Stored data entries
^^^^^^^^
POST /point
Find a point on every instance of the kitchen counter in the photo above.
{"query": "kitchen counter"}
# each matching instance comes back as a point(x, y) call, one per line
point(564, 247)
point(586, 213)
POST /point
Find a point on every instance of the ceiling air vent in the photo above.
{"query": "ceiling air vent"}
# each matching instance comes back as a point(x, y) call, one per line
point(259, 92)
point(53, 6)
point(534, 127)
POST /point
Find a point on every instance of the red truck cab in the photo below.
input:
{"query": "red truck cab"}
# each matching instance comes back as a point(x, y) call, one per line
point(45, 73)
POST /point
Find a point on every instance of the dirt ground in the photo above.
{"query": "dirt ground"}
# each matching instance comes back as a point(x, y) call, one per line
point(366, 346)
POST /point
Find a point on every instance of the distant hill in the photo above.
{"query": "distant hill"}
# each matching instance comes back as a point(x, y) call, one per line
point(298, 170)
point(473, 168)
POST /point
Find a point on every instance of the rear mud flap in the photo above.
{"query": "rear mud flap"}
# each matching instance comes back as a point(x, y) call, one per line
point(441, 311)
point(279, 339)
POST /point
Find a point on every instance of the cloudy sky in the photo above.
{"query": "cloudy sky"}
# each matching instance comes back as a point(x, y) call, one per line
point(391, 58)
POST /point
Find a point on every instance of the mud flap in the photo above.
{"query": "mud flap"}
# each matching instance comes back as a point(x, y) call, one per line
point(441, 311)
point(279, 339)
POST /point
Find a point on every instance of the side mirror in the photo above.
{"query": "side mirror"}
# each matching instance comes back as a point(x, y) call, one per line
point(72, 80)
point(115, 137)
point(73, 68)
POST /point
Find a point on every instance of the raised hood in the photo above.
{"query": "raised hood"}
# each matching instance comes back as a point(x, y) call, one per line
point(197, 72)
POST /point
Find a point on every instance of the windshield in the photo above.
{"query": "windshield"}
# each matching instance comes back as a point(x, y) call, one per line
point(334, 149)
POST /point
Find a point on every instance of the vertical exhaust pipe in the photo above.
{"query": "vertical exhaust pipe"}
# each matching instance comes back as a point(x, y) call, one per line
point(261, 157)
^^^^^^^^
§ Work instructions: Lay out all of the records above as a two-column CSV with the columns request and points. Give one row per record, with the record's text in one quoted field and its answer in the other, and replace every line break inside a field with a space.

§ Answer to this problem:
request,points
"POST /point Find a point on every instance of the kitchen counter in the photo above. {""query"": ""kitchen counter""} # each matching instance comes back as a point(x, y) call, one per line","point(564, 247) point(586, 213)"
"POST /point Find a point on every instance of the ceiling air vent in the photo above. {""query"": ""ceiling air vent""} # each matching instance comes back as a point(x, y) call, one per line","point(259, 92) point(53, 6) point(534, 127)"
"POST /point Find a point on every instance of the red truck cab in the photo below. input: {""query"": ""red truck cab""} # each matching instance comes back as a point(x, y) call, one per line","point(45, 73)"
"POST /point Find a point on every instance of the dirt ground in the photo above. {""query"": ""dirt ground""} # each matching instance comes back as a point(x, y) call, one per line","point(366, 346)"
"POST /point Find a point on every instance of the distant hill in the photo above. {""query"": ""distant hill""} # each matching instance comes back as a point(x, y) call, one per line","point(298, 170) point(473, 168)"
"POST /point Find a point on every instance of the rear mud flap in the photo above. {""query"": ""rear mud flap""} # each matching instance comes back as a point(x, y) call, one per line","point(441, 311) point(279, 339)"
"POST /point Find a point on every instance of the cloudy sky in the photo above. {""query"": ""cloudy sky""} # each matching instance comes back as a point(x, y) call, one per line","point(391, 58)"
"POST /point Find a point on every instance of the mud flap in the photo above. {""query"": ""mud flap""} # each matching instance comes back as a point(x, y) call, one per line","point(441, 311) point(279, 339)"
"POST /point Find a point on every instance of the side mirror in the photo above. {""query"": ""side mirror""} # each matching instance comes back as a point(x, y) call, one per line","point(72, 80) point(115, 137) point(73, 68)"
"POST /point Find a point on every instance of the raised hood in the photo above. {""query"": ""raised hood""} # each matching instance comes back as a point(x, y) call, one per line","point(197, 72)"
"POST /point Find a point on every instance of the windshield in the photo above. {""query"": ""windshield""} # each matching instance comes back as a point(x, y) call, one per line","point(334, 149)"
"POST /point Find a point on every instance of the vertical exhaust pipe in the photo above. {""query"": ""vertical exhaust pipe""} # each matching instance comes back as a point(x, y) call, one per line","point(261, 157)"